* Direction
Reproduce the rows below verbatim, omitting the pictures.

* Supplied records
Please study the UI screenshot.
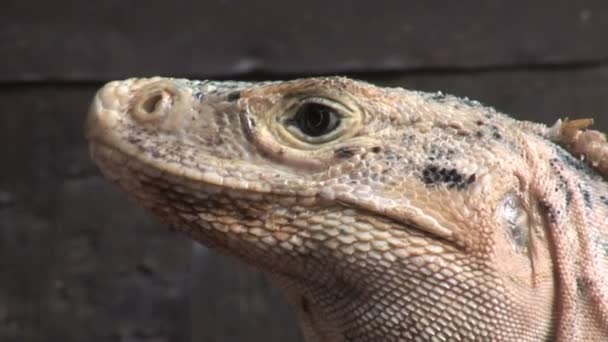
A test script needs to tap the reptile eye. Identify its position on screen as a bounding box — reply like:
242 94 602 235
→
292 103 340 137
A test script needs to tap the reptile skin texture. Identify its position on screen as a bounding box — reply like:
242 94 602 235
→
86 77 608 342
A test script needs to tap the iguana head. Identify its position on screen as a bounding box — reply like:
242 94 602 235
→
87 78 608 341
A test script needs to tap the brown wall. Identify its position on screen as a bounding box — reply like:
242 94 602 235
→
0 0 608 342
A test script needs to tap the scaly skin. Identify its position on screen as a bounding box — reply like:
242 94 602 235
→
87 78 608 341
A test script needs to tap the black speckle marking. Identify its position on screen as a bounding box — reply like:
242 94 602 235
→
492 125 502 140
422 165 476 190
300 297 312 315
578 184 593 209
334 146 358 159
226 91 241 102
430 91 449 102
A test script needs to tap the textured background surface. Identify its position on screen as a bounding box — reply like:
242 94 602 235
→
0 0 608 342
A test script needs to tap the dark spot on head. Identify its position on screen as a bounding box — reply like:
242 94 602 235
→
578 184 593 209
334 146 358 159
422 165 475 190
300 296 312 315
226 91 241 102
430 91 448 102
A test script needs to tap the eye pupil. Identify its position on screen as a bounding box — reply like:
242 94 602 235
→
294 103 340 137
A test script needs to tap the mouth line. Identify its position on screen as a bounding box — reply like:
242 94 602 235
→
89 139 319 200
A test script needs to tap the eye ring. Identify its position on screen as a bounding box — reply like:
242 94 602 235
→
289 102 342 138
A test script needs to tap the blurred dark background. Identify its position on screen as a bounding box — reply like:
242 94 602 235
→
0 0 608 342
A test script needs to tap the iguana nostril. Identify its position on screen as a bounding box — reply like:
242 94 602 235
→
141 94 163 114
131 87 176 122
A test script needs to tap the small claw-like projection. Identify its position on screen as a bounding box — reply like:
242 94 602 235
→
551 119 608 176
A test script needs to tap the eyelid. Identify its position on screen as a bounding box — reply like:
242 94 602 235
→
290 96 353 118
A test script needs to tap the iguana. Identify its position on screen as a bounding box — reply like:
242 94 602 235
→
86 77 608 342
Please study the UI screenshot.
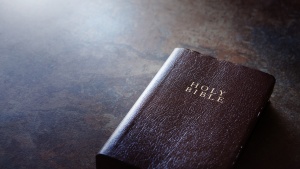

* Answer to this task
Please study the UI screenshot.
A test script needs to tap the reptile eye. Identify its position on screen as a bounding box — reply like:
242 94 602 235
→
292 103 340 137
A test script needs to tap the reptile skin texture. Identify its position on screen as a bounding box — reply like:
242 94 602 235
→
86 77 608 342
A test script needs to tap the iguana head. Identify its position on screen as a bounding box — reply like:
242 94 602 235
→
87 78 608 341
A test script needs to tap the brown wall. Identify its position on screen as a bounding box — reply like:
242 94 602 235
→
0 0 608 342
A test script needs to tap the scaly skin. Identify its position on screen as a bounding box — reply like:
242 94 602 235
→
87 78 608 341
A test script needs to tap the black speckle marking. Identify its position on screen as a bounding box — reply like:
242 94 602 235
→
492 125 502 140
422 165 476 190
300 297 312 315
578 184 593 209
334 146 358 159
226 91 241 102
430 91 449 102
A test script needs to tap the textured background surface. Identify its position on screen as a bounding box — reply like:
242 94 602 235
→
0 0 608 342
A test script needs to tap the dark spot on head. Identify its position on screen as a bounding box — reply like:
242 94 602 235
→
578 184 593 209
334 146 358 159
422 165 475 190
300 296 312 315
226 91 241 102
430 91 448 102
A test script needs to tap the eye pupil. Identify its position on screen as a bounding box — reply like:
242 94 602 235
→
294 103 340 137
A test script needs to tap the mouth line. Identify its position on screen as a bounding box — reply like:
242 94 602 235
→
89 139 319 200
A test script needs to tap the eye ring. Identify its position on screen as a bounding box — reply like:
242 94 602 235
→
289 102 342 138
A test script needs to tap the blurred dark background. Identify its position on screen as a bounding box — reply like:
242 94 602 235
→
0 0 608 342
A test script needs to tap the iguana nostril. Identify its position on screen as a bounding box — reply like:
242 94 602 235
→
141 94 163 114
131 87 176 122
A test script needs to tap the small claw-like projection. Identify its position on screen as a bounding box — reply like:
242 94 602 235
→
551 119 608 176
A test script needs to tap the eyelid. Identify its position on screen as a bounding box — reply like:
242 94 602 235
→
290 96 353 118
A test script needs to tap the iguana. Identify its position on screen as a bounding box — reply like:
242 94 602 235
→
86 77 608 342
Please study the UI screenshot.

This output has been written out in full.